Aunque, como asunto histórico, éste ha llegado a ser un lugar común, su aplicación a los problemas actuales parece estar más allá de la capacidad mental de los gobiernos. Los temas económicos siempre han sido considerados de un modo enrevesado, y esto es más cierto ahora que en cualquier época anterior. Lo que ocurrió al terminar la guerra, en este terreno, es tan absurdo que cuesta creer que los gobiernos estuviesen formados por hombres adultos que no vivían en manicomios. Querían castigar a Alemania, y el modo de hacerlo, sancionado por la experiencia, era imponer una indemnización. De modo que impusieron una indemnización. Hasta aquí todo fue bien. Pero la suma que quisieron que Alemania pagara superaba con mucho el valor de todo el oro de Alemania, y aun el de todo el mundo. Era, por tanto, matemáticamente imposible para los alemanes pagar, excepto en mercancías: los alemanes debían pagar en productos o no pagar en absoluto.

En este punto, los gobiernos recordaron de pronto que tenían la costumbre de medir la prosperidad de una nación por el excedente de sus exportaciones sobre sus importaciones. Cuando un país exporta más de lo que importa, se dice que tiene una balanza comercial favorable; en el caso contrario, se dice que su balanza es desfavorable. Pero al imponer a Alemania una indemnización mayor de la que podía pagar en oro, habían decretado que, en el comercio con los aliados, Alemania iba a tener una balanza favorable y los aliados una balanza desfavorable. Para su horror descubrieron que, sin proponérselo, habían estado haciendo a Alemania lo que consideraban un beneficio, al estimular su comercio de exportación. A este argumento general fueron añadidos otros más específicos. Alemania no produce nada que no puedan producir los aliados, y la amenaza de la competencia alemana se sintió en todas partes. Los ingleses no querían carbón alemán cuando su propia industria extractiva del carbón estaba en crisis. Los franceses no querían manufacturas de hierro y acero alemanas cuando se habían propuesto incrementar la propia producción de hierro y acero con la ayuda de los recién adquiridos yacimientos loreneses. Y así sucesivamente. Los aliados, por tanto, a la vez que seguían decididos a castigar a Alemania haciéndola pagar, estaban igualmente decididos a no consentir que pagara en ninguna forma particular.

Para esta loca situación hallóse un loco remedio. Se decidió prestar a Alemania todo lo que Alemania tenía que pagar. Los aliados dijeron, en efecto: «No podemos dispensaros la indemnización, porque ella es un justo castigo a vuestra maldad; por otra parte, no podemos dejar que nos paguéis, porque ello arruinaría nuestras industrias; entonces, os prestaremos el dinero y vosotros nos pagaréis lo que os prestemos. De este modo, la cuestión de principio quedará salvada sin daño para nosotros. En cuanto al daño que hemos de haceros, esperamos que solamente quede pospuesto».

MATERIAL ENTREGADO ▸
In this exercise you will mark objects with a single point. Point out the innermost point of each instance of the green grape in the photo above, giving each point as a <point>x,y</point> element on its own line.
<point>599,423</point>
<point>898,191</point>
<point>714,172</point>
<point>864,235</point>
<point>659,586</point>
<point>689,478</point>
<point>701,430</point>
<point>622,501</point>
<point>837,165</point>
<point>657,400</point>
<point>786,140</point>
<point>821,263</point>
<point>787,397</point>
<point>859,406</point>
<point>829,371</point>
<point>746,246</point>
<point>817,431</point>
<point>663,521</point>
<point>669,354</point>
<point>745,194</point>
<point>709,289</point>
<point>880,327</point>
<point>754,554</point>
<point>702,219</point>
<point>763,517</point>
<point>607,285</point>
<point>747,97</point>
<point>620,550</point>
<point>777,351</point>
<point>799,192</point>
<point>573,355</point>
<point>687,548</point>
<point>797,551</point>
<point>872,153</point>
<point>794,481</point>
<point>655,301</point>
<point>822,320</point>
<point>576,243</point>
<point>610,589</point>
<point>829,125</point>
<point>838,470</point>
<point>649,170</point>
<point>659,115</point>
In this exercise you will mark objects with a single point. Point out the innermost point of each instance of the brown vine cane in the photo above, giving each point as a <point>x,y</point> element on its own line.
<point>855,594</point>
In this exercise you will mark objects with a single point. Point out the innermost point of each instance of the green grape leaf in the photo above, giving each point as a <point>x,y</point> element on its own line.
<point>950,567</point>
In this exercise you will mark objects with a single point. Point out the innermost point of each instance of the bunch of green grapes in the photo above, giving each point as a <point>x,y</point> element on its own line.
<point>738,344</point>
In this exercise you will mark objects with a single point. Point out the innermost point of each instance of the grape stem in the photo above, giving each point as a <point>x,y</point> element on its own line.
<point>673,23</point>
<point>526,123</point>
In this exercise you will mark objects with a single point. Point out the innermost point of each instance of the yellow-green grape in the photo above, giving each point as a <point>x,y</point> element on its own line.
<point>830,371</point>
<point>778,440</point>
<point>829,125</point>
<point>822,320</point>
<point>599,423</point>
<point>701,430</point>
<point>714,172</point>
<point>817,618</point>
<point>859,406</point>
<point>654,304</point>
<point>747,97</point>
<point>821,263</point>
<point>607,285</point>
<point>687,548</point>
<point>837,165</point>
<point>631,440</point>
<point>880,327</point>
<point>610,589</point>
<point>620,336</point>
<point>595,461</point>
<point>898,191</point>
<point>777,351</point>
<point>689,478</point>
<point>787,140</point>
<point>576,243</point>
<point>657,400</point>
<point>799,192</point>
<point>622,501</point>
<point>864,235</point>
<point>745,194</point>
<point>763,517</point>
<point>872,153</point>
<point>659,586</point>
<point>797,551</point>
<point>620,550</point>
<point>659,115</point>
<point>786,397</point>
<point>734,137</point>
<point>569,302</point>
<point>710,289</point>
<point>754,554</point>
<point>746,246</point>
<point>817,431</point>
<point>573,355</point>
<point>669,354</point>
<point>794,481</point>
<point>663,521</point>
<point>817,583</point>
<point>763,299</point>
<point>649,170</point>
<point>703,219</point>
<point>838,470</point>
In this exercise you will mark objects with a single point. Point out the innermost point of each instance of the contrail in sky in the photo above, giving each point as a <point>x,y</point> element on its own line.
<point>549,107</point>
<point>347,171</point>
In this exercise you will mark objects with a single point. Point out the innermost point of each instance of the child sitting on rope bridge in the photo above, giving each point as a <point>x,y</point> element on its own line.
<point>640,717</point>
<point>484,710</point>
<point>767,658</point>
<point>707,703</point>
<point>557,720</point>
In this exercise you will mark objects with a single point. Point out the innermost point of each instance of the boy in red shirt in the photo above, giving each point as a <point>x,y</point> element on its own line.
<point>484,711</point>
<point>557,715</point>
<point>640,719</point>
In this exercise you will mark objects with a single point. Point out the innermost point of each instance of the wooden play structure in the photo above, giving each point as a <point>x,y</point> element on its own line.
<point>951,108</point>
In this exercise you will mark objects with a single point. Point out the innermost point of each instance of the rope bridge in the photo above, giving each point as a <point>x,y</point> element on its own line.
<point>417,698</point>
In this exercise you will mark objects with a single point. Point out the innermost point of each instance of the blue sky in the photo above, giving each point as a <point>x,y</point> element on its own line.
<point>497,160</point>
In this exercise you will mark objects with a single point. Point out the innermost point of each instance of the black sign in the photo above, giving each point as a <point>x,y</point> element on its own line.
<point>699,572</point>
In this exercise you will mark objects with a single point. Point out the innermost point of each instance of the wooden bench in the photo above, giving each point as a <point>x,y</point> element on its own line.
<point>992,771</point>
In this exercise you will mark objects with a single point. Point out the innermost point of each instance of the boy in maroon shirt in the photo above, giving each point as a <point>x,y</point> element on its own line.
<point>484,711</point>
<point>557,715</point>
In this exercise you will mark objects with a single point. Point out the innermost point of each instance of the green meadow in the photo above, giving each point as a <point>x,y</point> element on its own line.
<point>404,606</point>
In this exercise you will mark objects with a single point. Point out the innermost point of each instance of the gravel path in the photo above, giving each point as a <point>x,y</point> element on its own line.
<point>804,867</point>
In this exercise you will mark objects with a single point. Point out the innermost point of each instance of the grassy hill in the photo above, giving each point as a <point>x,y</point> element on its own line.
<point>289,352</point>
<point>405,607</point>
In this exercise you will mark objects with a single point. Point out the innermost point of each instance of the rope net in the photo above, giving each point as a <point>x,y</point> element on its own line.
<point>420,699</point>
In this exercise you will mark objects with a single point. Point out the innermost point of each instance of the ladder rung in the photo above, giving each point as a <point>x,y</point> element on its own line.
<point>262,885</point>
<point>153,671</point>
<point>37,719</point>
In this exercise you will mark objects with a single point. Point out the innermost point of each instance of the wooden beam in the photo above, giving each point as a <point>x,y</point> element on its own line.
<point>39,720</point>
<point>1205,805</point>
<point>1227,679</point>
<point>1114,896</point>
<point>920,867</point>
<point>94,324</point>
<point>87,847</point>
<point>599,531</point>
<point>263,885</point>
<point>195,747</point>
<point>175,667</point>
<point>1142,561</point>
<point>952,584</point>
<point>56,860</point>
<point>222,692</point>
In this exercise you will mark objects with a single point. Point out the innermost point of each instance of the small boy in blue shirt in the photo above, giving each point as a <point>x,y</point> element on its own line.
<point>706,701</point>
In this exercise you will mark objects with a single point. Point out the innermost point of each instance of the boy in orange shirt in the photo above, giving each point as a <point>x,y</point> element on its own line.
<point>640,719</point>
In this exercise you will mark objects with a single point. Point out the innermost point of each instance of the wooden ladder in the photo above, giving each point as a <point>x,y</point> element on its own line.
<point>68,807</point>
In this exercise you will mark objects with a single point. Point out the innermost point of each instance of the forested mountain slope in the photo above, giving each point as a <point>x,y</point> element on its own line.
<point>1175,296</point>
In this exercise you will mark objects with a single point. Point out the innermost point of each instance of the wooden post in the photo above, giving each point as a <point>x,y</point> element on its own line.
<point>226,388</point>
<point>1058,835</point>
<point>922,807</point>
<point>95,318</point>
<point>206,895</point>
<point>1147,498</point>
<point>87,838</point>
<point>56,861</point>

DESCRIPCIÓN DEL EJERCICIO ▸
Anota las palabras del texto sobre la indemnización a Alemania que indican de qué país o región es alguien o algo. Pon cada una una sola vez, en la forma en que aparece por primera vez, y no repitas variantes de género o número.

RESPUESTA ▸
alemanes, ingleses, franceses, loreneses